▶ Material to process
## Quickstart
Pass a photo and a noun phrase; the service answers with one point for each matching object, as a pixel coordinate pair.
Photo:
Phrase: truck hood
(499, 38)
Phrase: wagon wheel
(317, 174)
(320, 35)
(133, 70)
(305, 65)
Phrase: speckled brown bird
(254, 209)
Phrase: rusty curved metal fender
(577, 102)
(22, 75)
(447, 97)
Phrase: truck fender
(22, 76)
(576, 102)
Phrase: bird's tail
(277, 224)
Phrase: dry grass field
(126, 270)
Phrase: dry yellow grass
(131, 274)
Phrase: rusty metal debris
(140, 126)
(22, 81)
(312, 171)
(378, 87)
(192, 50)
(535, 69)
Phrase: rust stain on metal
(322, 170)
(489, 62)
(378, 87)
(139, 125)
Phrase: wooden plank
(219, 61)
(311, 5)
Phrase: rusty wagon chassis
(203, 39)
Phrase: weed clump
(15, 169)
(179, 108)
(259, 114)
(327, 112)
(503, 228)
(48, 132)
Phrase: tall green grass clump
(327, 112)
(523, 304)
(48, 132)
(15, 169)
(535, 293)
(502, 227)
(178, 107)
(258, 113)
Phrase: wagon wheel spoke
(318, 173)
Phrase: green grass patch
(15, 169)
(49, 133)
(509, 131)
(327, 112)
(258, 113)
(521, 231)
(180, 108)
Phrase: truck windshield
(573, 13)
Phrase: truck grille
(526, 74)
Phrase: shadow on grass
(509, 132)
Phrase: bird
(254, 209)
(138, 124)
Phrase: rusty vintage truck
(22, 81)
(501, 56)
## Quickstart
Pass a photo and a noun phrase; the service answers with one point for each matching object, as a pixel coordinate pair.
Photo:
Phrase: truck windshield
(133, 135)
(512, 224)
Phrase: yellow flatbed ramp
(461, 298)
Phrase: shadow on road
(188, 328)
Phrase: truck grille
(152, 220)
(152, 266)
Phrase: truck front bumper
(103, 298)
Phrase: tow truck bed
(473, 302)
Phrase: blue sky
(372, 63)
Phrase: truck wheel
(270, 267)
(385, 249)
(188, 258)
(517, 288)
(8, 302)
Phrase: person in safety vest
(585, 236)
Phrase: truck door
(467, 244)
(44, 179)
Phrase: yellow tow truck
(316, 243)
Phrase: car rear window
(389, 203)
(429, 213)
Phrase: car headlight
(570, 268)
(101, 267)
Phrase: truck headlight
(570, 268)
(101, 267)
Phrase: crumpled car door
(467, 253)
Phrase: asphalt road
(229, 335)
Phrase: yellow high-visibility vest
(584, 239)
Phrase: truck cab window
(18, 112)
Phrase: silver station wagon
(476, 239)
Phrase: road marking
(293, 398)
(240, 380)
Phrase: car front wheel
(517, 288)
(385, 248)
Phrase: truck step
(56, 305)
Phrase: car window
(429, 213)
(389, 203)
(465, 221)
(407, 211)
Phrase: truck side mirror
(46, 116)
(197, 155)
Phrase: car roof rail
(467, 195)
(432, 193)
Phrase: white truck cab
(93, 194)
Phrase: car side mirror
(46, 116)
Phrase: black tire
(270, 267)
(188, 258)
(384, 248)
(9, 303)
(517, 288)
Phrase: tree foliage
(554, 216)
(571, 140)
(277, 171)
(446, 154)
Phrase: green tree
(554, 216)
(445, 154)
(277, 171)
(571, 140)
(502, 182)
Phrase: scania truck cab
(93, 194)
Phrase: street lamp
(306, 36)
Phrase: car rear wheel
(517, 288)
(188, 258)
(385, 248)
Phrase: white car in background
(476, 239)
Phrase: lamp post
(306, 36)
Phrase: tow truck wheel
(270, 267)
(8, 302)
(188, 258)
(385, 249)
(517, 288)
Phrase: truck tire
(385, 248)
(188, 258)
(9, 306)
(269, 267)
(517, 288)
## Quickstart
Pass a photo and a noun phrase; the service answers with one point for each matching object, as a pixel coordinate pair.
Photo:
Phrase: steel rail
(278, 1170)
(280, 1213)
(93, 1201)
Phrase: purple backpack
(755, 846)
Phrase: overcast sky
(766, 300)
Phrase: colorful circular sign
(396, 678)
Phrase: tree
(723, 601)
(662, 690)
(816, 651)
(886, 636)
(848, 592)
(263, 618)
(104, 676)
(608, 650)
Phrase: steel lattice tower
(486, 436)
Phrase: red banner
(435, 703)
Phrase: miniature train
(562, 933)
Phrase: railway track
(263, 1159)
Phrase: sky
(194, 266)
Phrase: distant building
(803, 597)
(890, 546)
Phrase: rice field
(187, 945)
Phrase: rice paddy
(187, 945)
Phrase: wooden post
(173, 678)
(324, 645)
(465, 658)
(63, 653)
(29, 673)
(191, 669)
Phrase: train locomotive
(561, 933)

▶ Work required
Repeat the whole listing word for word.

▶ Task answer
## Quickstart
Pass a photo and a noun phrase; the service answers with one point for each matching object, as a pixel coordinate pair.
Photo:
Phrase: truck hood
(499, 38)
Phrase: wagon wheel
(317, 174)
(320, 35)
(133, 70)
(305, 65)
Phrase: speckled brown bird
(254, 209)
Phrase: rusty curved metal fender
(577, 102)
(22, 75)
(447, 97)
Phrase: truck fender
(22, 76)
(576, 102)
Phrase: bird's tail
(277, 224)
Phrase: dry grass field
(126, 270)
Phrase: dry yellow grass
(131, 274)
Phrase: rusty metal debris
(140, 126)
(22, 81)
(312, 171)
(378, 87)
(192, 50)
(535, 69)
Phrase: rust stain on metal
(322, 170)
(489, 62)
(378, 87)
(139, 125)
Phrase: wooden plank
(219, 61)
(311, 5)
Phrase: rusty wagon chassis
(203, 39)
Phrase: weed clump
(15, 169)
(179, 108)
(259, 114)
(327, 112)
(503, 228)
(48, 132)
Phrase: tall green grass clump
(327, 112)
(523, 304)
(48, 132)
(15, 169)
(535, 293)
(502, 227)
(178, 107)
(258, 113)
Phrase: wagon wheel spoke
(318, 173)
Phrase: green grass patch
(15, 169)
(49, 133)
(509, 131)
(327, 112)
(258, 113)
(521, 231)
(180, 108)
Phrase: truck windshield
(573, 13)
Phrase: truck grille
(526, 74)
Phrase: shadow on grass
(509, 132)
Phrase: bird
(254, 209)
(138, 124)
Phrase: rusty vintage truck
(22, 81)
(501, 56)
## Quickstart
Pass a photo and a noun phrase; the service answers with one point for each matching object, as a pixel coordinate pair.
Photo:
Phrase: truck windshield
(133, 135)
(512, 224)
Phrase: yellow flatbed ramp
(461, 298)
Phrase: shadow on road
(188, 328)
Phrase: truck grille
(152, 220)
(152, 266)
Phrase: truck front bumper
(103, 298)
Phrase: tow truck bed
(473, 302)
Phrase: blue sky
(372, 63)
Phrase: truck wheel
(270, 267)
(385, 249)
(188, 258)
(517, 288)
(8, 302)
Phrase: person in safety vest
(585, 236)
Phrase: truck door
(467, 244)
(44, 179)
Phrase: yellow tow truck
(316, 243)
Phrase: car rear window
(389, 203)
(429, 213)
Phrase: car headlight
(570, 268)
(101, 267)
Phrase: truck headlight
(570, 268)
(101, 267)
Phrase: crumpled car door
(467, 253)
Phrase: asphalt road
(229, 335)
Phrase: yellow high-visibility vest
(584, 239)
Phrase: truck cab window
(18, 112)
Phrase: silver station wagon
(476, 239)
Phrase: road marking
(293, 398)
(240, 380)
Phrase: car front wheel
(517, 288)
(385, 248)
Phrase: truck step
(56, 305)
Phrase: car window
(429, 213)
(389, 203)
(465, 221)
(407, 211)
Phrase: truck side mirror
(46, 116)
(197, 155)
Phrase: car roof rail
(467, 195)
(432, 193)
Phrase: white truck cab
(93, 194)
Phrase: car side mirror
(46, 116)
Phrase: black tire
(270, 267)
(188, 258)
(384, 248)
(9, 303)
(517, 288)
Phrase: tree foliage
(554, 216)
(571, 140)
(277, 171)
(446, 154)
Phrase: green tree
(554, 216)
(445, 154)
(277, 171)
(571, 140)
(502, 182)
Phrase: scania truck cab
(93, 194)
Phrase: street lamp
(306, 36)
Phrase: car rear wheel
(517, 288)
(188, 258)
(385, 248)
Phrase: white car in background
(476, 239)
Phrase: lamp post
(306, 36)
Phrase: tow truck wheel
(270, 267)
(8, 302)
(188, 258)
(385, 249)
(517, 288)
Phrase: truck tire
(385, 248)
(188, 258)
(9, 306)
(269, 267)
(517, 288)
## Quickstart
Pass a photo and a noun phrase; the service answers with one point for each matching object, as a pixel coordinate pair.
Photo:
Phrase: steel rail
(278, 1170)
(280, 1213)
(93, 1201)
Phrase: purple backpack
(755, 846)
Phrase: overcast sky
(766, 300)
Phrase: colorful circular sign
(396, 678)
Phrase: tree
(723, 601)
(662, 690)
(816, 651)
(886, 636)
(848, 592)
(263, 618)
(104, 676)
(608, 650)
Phrase: steel lattice tower
(486, 436)
Phrase: red banner
(435, 703)
Phrase: miniature train
(562, 933)
Phrase: railway track
(263, 1159)
Phrase: sky
(194, 266)
Phrase: distant building
(803, 597)
(890, 546)
Phrase: rice field
(187, 945)
Phrase: rice paddy
(187, 945)
Phrase: wooden post
(173, 678)
(324, 645)
(465, 658)
(63, 653)
(29, 673)
(191, 669)
Phrase: train locomotive
(561, 933)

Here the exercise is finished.